• [FRAGMENTO DE TEXTO]:

***

Siento que el crimen se ha enseñoreado en el poder político y seguimos sin alcanzar al siglo XXI. Este nuevo siglo, esperanzador en muchos aspectos, tenía que habernos prodigado bonanza y felicidad en lugar de azotes, obstáculos, dificultades burocráticas y carestía de agua, júbilo, gasolina y prolongados apagones en varias ciudades del interior.

El nuevo siglo nos trajo tecnologías, es cierto, pero siempre ajenas, creemos vivir en un país dotado de buenas señales de prosperidad, es decir, de bienes naturales y una tierra de enardecida feracidad. ¡Pero es solo una terrible ilusión! ¡Somos un pobre país pobre en el que las universidades se asfixian todos los días cada vez más.

¿Qué ocurrirá en Alemania o Inglaterra cuando lleguemos nosotros a igualar la extraordinaria situación de avance social y prosperidad que ostentan actualmente? Para entonces, ¡estarán colonizando a Saturno o construyendo florecientes ciudades bajo el mar!

***

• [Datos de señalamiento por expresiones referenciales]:
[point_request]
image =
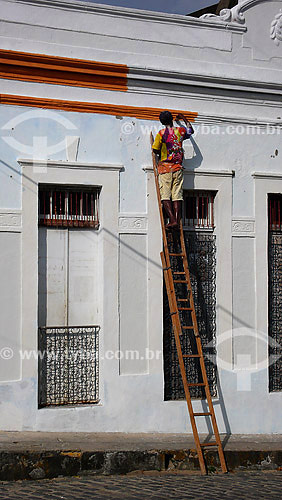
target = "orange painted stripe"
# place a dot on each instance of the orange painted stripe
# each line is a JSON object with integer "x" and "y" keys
{"x": 92, "y": 107}
{"x": 41, "y": 68}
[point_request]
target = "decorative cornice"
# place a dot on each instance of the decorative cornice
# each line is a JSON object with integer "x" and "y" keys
{"x": 69, "y": 164}
{"x": 133, "y": 14}
{"x": 234, "y": 15}
{"x": 90, "y": 107}
{"x": 10, "y": 221}
{"x": 133, "y": 223}
{"x": 149, "y": 76}
{"x": 243, "y": 227}
{"x": 200, "y": 172}
{"x": 276, "y": 29}
{"x": 57, "y": 70}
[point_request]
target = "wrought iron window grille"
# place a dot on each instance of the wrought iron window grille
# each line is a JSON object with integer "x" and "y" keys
{"x": 274, "y": 290}
{"x": 61, "y": 206}
{"x": 199, "y": 210}
{"x": 68, "y": 359}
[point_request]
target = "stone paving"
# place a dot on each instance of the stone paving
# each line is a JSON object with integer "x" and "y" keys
{"x": 156, "y": 486}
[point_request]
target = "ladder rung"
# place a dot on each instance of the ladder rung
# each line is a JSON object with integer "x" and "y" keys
{"x": 209, "y": 444}
{"x": 202, "y": 384}
{"x": 201, "y": 414}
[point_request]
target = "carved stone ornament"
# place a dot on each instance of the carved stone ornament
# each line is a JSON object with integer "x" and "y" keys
{"x": 236, "y": 14}
{"x": 276, "y": 29}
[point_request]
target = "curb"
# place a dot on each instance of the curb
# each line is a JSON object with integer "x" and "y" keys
{"x": 51, "y": 464}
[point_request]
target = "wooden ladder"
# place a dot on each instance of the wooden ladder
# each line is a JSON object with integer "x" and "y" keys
{"x": 177, "y": 306}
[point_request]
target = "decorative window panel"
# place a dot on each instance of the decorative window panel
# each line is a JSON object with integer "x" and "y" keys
{"x": 199, "y": 209}
{"x": 68, "y": 365}
{"x": 61, "y": 206}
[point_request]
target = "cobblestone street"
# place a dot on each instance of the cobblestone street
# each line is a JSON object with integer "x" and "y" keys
{"x": 239, "y": 486}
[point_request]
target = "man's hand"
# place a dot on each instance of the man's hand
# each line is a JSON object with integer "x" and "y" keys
{"x": 180, "y": 116}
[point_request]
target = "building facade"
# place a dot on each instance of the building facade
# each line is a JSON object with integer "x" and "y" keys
{"x": 85, "y": 340}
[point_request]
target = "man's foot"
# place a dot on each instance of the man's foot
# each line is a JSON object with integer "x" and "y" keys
{"x": 172, "y": 225}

***

• [CONSIGNA]:
Reproduce completo el fragmento de texto sobre el siglo XXI, sin alterar ninguna palabra ni signo.

• [TU SOLUCIÓN]:
Siento que el crimen se ha enseñoreado en el poder político y seguimos sin alcanzar al siglo XXI. Este nuevo siglo, esperanzador en muchos aspectos, tenía que habernos prodigado bonanza y felicidad en lugar de azotes, obstáculos, dificultades burocráticas y carestía de agua, júbilo, gasolina y prolongados apagones en varias ciudades del interior.

El nuevo siglo nos trajo tecnologías, es cierto, pero siempre ajenas, creemos vivir en un país dotado de buenas señales de prosperidad, es decir, de bienes naturales y una tierra de enardecida feracidad. ¡Pero es solo una terrible ilusión! ¡Somos un pobre país pobre en el que las universidades se asfixian todos los días cada vez más.

¿Qué ocurrirá en Alemania o Inglaterra cuando lleguemos nosotros a igualar la extraordinaria situación de avance social y prosperidad que ostentan actualmente? Para entonces, ¡estarán colonizando a Saturno o construyendo florecientes ciudades bajo el mar!